(WORK REQUEST)
All of the data must be printed exactly; please include every line.

--- SOURCE DATA Enclosed Below ---

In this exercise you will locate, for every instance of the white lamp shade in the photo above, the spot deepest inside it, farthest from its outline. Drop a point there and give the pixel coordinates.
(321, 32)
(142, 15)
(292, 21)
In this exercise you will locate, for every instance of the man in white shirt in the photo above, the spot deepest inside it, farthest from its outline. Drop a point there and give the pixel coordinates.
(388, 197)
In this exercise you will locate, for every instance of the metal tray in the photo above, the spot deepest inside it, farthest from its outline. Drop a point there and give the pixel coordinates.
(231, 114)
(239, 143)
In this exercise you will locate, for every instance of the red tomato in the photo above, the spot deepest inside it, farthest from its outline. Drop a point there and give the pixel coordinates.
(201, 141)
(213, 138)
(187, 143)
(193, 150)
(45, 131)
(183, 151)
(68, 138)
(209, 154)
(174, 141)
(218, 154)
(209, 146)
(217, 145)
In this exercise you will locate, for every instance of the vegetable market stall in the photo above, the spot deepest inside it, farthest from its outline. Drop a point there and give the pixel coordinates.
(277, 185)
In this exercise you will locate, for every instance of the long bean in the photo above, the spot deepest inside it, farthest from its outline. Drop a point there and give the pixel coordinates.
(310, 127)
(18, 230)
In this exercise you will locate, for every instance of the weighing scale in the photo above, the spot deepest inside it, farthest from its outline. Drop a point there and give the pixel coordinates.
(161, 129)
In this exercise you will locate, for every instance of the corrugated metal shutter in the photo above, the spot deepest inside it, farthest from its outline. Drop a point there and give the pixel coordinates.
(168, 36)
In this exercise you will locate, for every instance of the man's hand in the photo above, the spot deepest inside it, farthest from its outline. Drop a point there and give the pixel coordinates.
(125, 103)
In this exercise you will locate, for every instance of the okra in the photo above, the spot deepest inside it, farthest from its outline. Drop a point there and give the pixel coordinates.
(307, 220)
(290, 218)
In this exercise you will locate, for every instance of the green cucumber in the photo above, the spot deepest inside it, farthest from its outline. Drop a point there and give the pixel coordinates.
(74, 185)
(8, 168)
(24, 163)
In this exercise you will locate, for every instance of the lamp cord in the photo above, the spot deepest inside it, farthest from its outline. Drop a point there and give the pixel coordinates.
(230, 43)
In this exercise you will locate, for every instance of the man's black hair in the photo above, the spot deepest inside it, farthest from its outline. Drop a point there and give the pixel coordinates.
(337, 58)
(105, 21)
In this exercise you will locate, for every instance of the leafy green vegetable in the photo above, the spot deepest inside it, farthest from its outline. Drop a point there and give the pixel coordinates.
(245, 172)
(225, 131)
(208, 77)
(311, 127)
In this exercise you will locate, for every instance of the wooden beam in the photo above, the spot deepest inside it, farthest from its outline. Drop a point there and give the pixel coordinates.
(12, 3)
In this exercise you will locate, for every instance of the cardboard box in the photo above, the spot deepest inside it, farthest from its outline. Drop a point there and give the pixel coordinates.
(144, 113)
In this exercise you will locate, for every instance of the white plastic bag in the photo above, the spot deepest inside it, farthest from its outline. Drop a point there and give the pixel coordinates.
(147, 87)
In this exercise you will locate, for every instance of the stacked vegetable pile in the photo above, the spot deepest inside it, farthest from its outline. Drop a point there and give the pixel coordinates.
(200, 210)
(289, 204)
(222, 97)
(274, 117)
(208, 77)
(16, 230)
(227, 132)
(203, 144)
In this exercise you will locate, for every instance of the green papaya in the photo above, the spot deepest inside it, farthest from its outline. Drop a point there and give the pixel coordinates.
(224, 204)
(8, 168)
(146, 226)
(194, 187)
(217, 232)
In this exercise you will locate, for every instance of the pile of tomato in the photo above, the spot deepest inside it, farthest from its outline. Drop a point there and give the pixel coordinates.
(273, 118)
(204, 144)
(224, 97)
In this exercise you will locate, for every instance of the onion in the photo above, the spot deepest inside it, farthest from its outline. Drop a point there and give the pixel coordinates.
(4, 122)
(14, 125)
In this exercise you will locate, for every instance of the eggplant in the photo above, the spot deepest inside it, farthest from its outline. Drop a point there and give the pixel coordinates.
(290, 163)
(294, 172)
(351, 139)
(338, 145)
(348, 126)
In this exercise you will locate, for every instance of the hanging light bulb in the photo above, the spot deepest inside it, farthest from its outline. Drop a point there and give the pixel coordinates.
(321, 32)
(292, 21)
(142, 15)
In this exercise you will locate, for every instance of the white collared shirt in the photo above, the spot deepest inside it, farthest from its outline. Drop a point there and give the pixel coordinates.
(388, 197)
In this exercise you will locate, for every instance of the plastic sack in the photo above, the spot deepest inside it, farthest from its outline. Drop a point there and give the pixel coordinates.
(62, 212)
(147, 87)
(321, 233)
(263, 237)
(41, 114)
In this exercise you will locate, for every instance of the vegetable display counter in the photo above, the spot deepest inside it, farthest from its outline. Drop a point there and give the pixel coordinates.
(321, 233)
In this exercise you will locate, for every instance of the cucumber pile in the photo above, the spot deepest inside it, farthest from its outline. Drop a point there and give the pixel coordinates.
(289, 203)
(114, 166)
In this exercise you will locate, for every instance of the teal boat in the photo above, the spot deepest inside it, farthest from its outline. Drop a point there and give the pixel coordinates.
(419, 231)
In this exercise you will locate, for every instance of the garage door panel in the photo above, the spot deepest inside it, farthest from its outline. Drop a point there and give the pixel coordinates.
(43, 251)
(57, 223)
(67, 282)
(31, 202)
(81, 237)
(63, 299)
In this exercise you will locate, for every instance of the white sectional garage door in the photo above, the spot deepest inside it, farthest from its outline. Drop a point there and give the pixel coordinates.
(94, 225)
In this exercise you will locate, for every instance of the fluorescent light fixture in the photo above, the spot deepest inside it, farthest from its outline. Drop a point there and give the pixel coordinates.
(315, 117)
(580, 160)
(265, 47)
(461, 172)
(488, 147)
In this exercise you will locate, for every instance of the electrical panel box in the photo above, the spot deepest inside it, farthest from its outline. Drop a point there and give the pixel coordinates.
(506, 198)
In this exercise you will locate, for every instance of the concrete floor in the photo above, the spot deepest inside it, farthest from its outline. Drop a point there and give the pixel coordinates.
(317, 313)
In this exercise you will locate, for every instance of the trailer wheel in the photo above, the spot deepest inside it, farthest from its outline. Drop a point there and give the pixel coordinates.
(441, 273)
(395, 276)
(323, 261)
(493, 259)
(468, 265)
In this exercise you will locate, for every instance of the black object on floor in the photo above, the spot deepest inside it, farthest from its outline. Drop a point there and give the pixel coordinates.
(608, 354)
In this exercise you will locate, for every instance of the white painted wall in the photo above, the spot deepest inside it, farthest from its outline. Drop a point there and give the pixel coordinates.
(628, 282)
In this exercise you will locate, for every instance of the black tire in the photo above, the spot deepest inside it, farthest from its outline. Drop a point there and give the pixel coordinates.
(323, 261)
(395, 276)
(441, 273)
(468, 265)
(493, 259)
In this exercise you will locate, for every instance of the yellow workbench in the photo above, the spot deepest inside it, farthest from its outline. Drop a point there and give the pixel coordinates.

--- End of Enclosed SOURCE DATA ---

(YOUR RESPONSE)
In this exercise you will locate, for every instance of the white lamp shade in the photo above, the spot deepest inside it, farthest from its outline. Drop a point there and give the pixel coordinates.
(321, 32)
(142, 15)
(292, 21)
In this exercise you will locate, for every instance of the man in white shirt in the photo above, the spot deepest inside it, farthest from its outline. Drop a point there and give the pixel coordinates.
(388, 197)
In this exercise you will locate, for every instance of the metal tray in the photo above, the spot deepest inside it, farthest from its outline. Drop a point there and give the pixel coordinates.
(231, 114)
(239, 143)
In this exercise you will locate, for every instance of the red tomato in the photo above, the spot deepest inside it, farthest from its outline. Drop a point there and give the pixel coordinates.
(201, 141)
(213, 138)
(187, 143)
(193, 150)
(45, 131)
(183, 151)
(68, 138)
(209, 154)
(174, 141)
(218, 154)
(209, 146)
(217, 145)
In this exercise you will locate, for every instance of the vegetable market stall in the photo above, the spot deepest inside it, farthest from its outline. Drop a point there and give the pixel coordinates.
(277, 185)
In this exercise you will locate, for every instance of the long bean in the photo above, the spot deepest inside it, farthest from its outline. Drop a point there and give the pixel coordinates.
(310, 127)
(18, 230)
In this exercise you will locate, for every instance of the weighing scale in the photo above, the spot deepest inside it, farthest from its outline. Drop a point there and give the pixel coordinates.
(161, 129)
In this exercise you will locate, for every instance of the corrugated metal shutter in the photo above, the spot deepest inside it, farthest from its outline. Drop a point there and give the pixel coordinates.
(168, 36)
In this exercise you will locate, for every instance of the man's hand in the photo above, the spot deepest inside it, farthest from its outline. Drop a point there and give the pixel coordinates.
(125, 103)
In this exercise you will locate, for every instance of the okra in the photo above, the spot deepest inside it, farthest from its outline. Drop a point there and give the pixel coordinates.
(307, 220)
(290, 218)
In this exercise you will locate, for every instance of the green cucumber in the photo above, the spot deepest inside it, farthest from its outline. Drop a point there and give the pixel coordinates.
(74, 185)
(8, 168)
(24, 163)
In this exercise you will locate, for every instance of the lamp cord in the photo above, the spot deepest inside it, farthest from its outline. Drop a point there and give the pixel coordinates.
(230, 43)
In this exercise you will locate, for every instance of the man's black hair in the photo above, the spot deepest inside it, farthest from its outline. Drop a point there and give the pixel coordinates.
(337, 58)
(105, 21)
In this exercise you will locate, for every instance of the leafy green vegetable in the photo above, the spot deepest inside it, farthest from its outline. Drop a point there and give the pixel coordinates.
(245, 172)
(225, 131)
(208, 77)
(311, 127)
In this exercise you will locate, for every instance of the wooden beam in the photo above, the spot deepest inside it, farthest from its outline. Drop a point there and give the pixel coordinates.
(12, 3)
In this exercise you will locate, for every instance of the cardboard box in the photo above, the spot deepest inside it, farthest from its outline. Drop a point there and give the pixel coordinates.
(144, 113)
In this exercise you will locate, for every instance of the white plastic bag in the photo above, the spot deepest inside it, farthest from its outline. Drop a point there and give the pixel coordinates.
(147, 87)
In this exercise you will locate, for every instance of the stacked vegetable pile in the photo above, the spot deepest inside it, farthest from its outline. Drop a point there and give the pixel coordinates.
(200, 210)
(289, 204)
(222, 97)
(274, 117)
(208, 77)
(16, 230)
(227, 132)
(203, 144)
In this exercise you will locate, for every instance of the green papaya in the photo above, the spot deepest inside it, farthest from its outline. Drop a point there and give the pixel coordinates.
(224, 204)
(8, 168)
(146, 226)
(194, 187)
(217, 232)
In this exercise you will locate, for every instance of the pile of tomato in the photo above, the spot deepest inside it, farthest from its outline. Drop a point there and give the pixel coordinates.
(273, 118)
(204, 144)
(224, 97)
In this exercise you will locate, for every instance of the onion in the photo above, the spot deepest inside it, farthest from its outline. Drop a point there and give the pixel coordinates.
(4, 122)
(14, 125)
In this exercise you will locate, for every instance of the eggplant in the photo above, the spot deepest inside it, farthest from its outline. Drop a point there and give the pixel coordinates.
(290, 163)
(294, 172)
(351, 139)
(338, 145)
(348, 126)
In this exercise you will locate, for every instance of the hanging light bulb in the photo above, the spot deepest inside it, farthest from its outline. Drop a point there and give the pixel coordinates.
(321, 32)
(292, 21)
(142, 15)
In this exercise you will locate, for every instance of the white collared shirt in the photo above, the spot deepest inside it, farthest from its outline. Drop a point there and give the pixel coordinates.
(388, 197)
In this exercise you will locate, for every instance of the plastic sack in the photo above, the spot deepest inside it, farthest from its outline. Drop a point there and give the pixel coordinates.
(62, 212)
(147, 87)
(321, 233)
(263, 237)
(41, 114)
In this exercise you will locate, for every instance of the vegetable display counter in the photo above, the spot deepest inside it, farthest from its outline. Drop a point there and give the pixel coordinates.
(321, 233)
In this exercise you will locate, for every instance of the cucumber pile in the photo above, the spot deepest inside it, farthest from its outline. Drop a point there and give the pixel coordinates.
(289, 203)
(114, 166)
In this exercise you will locate, for every instance of the teal boat in the photo above, the spot deepest inside it, farthest from its outline. Drop a point there and give the pixel coordinates.
(419, 231)
In this exercise you will locate, for every instance of the garage door panel in the photo above, the spot deepest inside it, farthest from its outline. Drop a point there and give the pixel coordinates.
(43, 251)
(57, 223)
(67, 282)
(31, 202)
(81, 237)
(63, 299)
In this exercise you will locate, for every instance of the white sectional garage door in the photo above, the spot deepest inside it, farthest from its outline. Drop a point there and give the pixel coordinates.
(94, 225)
In this exercise you will locate, for every instance of the fluorescent light fixture in the photo above, the spot deepest inside it, farthest from its outline. Drop a point there and give the pixel coordinates.
(315, 117)
(580, 160)
(265, 47)
(461, 172)
(488, 147)
In this exercise you will locate, for every instance of the electrical panel box in the photo above, the spot deepest inside it, farthest from its outline. Drop a point there and give the pixel coordinates.
(506, 198)
In this exercise you will locate, for every instance of the concrete floor in the photo above, the spot deepest inside it, farthest from its outline. Drop a point there and give the pixel coordinates.
(317, 313)
In this exercise you will locate, for every instance of the trailer wheel in the photo above, the spot deepest inside it, farthest from its outline. Drop a point there and give the pixel coordinates.
(441, 273)
(395, 276)
(323, 261)
(493, 259)
(468, 265)
In this exercise you will locate, for every instance of the black object on floor in the photo above, the spot deepest inside it, farthest from its outline. Drop a point there and give the pixel coordinates.
(608, 354)
In this exercise you will locate, for every instance of the white painted wall in the photo above, the spot deepest inside it, farthest from its outline. Drop a point there and give the pixel coordinates.
(628, 282)
In this exercise you will locate, for every instance of the black tire in the photo above, the spot deepest inside it, farthest from its outline. Drop a point there and give the pixel coordinates.
(323, 261)
(395, 276)
(441, 273)
(468, 265)
(493, 259)
In this exercise you will locate, for every instance of the yellow workbench in the photo above, the spot deepest inside it, farthest from its outline. Drop a point there and give the pixel coordinates.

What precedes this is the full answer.